**What is needed:**
A single number is the answer: the count of lines in these records with "house" in them.

(Stored data entries)

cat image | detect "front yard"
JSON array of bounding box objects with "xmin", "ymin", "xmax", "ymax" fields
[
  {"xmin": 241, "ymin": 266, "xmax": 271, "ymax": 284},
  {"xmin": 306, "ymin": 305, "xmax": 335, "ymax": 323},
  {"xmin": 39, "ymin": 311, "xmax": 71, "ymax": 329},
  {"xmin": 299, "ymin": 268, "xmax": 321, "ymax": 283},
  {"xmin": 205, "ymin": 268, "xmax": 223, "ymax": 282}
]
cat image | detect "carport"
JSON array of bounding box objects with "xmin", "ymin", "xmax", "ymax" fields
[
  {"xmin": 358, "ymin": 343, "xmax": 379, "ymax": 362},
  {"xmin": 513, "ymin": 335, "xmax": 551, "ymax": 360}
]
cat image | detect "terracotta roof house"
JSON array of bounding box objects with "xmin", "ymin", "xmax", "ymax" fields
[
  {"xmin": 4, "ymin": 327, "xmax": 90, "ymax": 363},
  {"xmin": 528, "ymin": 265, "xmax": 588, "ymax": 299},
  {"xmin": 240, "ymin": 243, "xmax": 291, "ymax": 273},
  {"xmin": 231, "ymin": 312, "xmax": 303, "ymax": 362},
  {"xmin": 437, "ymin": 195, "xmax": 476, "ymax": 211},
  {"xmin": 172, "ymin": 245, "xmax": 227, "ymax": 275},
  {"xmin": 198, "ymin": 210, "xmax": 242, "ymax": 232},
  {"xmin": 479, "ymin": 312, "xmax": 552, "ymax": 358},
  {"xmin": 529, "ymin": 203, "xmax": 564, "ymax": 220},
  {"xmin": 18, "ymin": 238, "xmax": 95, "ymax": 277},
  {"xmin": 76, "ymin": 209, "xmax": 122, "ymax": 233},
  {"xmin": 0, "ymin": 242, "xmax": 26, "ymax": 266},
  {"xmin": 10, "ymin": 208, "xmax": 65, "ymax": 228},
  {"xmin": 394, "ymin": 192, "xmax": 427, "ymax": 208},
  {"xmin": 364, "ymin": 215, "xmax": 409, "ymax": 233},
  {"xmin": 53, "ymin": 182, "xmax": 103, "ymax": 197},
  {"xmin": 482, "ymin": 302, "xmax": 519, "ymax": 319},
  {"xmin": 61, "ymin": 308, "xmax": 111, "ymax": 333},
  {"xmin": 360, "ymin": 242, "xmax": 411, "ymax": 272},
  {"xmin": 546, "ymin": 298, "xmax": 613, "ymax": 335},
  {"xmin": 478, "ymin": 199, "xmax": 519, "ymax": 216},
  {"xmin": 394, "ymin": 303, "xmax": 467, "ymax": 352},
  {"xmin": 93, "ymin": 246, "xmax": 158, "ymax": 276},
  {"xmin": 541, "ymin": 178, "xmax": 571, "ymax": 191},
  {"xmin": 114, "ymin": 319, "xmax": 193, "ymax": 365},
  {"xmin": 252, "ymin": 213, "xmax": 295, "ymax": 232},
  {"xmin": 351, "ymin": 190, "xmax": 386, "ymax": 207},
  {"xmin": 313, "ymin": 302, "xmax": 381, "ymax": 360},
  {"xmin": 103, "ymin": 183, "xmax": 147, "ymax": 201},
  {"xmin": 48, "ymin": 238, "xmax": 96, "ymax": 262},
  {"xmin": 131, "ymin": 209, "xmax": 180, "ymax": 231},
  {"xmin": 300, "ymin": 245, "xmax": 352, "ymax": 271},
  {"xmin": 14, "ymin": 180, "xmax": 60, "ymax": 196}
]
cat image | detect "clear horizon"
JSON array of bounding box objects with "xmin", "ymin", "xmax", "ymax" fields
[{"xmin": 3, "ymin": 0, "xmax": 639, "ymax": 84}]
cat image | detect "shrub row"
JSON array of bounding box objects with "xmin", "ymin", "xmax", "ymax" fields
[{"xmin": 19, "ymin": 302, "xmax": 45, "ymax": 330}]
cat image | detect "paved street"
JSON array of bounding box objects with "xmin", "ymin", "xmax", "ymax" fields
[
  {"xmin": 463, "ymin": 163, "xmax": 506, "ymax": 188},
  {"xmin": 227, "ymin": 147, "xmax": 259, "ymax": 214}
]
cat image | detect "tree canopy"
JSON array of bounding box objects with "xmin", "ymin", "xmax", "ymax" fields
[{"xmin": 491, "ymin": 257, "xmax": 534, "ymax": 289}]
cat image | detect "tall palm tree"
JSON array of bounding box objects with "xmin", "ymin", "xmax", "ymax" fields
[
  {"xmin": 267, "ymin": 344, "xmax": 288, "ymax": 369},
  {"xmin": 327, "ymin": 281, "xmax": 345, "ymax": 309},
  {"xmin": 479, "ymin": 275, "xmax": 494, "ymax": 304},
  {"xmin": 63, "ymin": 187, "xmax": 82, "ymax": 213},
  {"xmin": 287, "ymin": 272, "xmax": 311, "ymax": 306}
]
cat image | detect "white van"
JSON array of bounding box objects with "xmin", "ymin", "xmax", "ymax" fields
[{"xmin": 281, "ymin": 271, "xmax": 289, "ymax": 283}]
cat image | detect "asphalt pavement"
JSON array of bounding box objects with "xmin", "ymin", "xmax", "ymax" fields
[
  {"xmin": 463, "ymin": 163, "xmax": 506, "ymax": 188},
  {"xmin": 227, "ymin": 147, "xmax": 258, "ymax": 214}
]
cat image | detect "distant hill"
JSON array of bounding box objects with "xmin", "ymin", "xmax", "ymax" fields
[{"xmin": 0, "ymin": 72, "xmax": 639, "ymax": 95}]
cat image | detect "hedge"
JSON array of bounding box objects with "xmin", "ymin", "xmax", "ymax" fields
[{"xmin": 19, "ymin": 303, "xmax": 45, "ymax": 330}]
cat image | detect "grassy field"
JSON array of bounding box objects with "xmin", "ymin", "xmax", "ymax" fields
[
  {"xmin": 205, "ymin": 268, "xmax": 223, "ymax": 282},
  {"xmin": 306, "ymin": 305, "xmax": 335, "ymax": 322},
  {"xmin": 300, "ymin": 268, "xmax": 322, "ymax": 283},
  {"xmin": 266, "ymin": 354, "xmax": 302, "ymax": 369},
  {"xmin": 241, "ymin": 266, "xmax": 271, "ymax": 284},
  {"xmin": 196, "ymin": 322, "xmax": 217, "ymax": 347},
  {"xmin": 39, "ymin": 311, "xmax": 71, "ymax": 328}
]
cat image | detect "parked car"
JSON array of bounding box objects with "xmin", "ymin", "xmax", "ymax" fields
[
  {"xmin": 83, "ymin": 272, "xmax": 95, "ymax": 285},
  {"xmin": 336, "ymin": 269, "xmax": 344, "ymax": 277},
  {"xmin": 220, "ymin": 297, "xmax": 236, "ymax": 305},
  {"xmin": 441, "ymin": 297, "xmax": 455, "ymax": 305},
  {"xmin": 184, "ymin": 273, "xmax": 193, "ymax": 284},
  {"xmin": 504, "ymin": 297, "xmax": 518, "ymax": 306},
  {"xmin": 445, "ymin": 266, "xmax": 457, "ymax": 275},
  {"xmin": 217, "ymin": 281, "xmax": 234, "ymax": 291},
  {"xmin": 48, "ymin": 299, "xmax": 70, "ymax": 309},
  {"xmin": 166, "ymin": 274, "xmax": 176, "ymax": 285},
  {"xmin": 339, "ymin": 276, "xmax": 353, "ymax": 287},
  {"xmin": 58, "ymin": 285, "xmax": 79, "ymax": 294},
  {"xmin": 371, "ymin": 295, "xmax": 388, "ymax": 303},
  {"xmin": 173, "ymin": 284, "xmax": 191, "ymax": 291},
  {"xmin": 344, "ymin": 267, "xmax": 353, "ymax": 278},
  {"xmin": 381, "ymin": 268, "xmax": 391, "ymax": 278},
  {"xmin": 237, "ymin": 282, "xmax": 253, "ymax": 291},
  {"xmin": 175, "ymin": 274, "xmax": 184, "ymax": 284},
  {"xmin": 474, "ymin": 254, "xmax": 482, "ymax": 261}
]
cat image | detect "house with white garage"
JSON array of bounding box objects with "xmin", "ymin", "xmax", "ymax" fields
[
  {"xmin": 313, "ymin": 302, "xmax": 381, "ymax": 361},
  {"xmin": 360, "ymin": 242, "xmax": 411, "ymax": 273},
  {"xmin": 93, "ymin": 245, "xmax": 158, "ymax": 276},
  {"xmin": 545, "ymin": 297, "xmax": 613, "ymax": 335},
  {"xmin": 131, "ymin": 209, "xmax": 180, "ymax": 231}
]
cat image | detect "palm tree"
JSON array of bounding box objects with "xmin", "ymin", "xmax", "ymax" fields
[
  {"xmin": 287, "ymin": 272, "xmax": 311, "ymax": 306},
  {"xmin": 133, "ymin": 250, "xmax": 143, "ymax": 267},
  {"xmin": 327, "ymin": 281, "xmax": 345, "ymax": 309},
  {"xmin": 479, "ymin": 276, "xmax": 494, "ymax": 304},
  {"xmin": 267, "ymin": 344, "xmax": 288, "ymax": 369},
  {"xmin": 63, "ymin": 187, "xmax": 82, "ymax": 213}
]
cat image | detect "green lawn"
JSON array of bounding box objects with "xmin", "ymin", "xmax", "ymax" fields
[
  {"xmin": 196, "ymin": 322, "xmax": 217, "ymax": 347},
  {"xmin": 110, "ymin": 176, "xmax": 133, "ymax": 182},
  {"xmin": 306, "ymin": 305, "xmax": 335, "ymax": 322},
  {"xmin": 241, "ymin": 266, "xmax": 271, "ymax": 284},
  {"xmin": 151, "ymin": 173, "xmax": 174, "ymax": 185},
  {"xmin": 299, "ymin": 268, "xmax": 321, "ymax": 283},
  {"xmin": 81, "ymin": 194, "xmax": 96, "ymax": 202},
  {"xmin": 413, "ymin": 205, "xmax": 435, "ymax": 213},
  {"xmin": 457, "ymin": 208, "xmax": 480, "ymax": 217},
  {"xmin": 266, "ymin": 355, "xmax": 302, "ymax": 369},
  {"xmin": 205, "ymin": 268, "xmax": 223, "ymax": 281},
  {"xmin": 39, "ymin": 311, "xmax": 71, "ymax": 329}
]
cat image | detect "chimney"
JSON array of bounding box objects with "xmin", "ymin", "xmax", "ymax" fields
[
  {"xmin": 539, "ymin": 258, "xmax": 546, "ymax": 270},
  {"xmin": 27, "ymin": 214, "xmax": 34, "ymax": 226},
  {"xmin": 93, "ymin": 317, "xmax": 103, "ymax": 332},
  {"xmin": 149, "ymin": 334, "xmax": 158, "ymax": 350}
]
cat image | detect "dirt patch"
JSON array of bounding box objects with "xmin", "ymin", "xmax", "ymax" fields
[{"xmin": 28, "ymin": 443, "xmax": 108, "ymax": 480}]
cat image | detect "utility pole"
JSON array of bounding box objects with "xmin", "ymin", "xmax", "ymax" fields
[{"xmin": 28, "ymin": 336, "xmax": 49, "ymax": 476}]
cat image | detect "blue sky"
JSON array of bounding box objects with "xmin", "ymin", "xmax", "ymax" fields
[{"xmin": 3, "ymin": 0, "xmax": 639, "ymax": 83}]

**Answer:**
2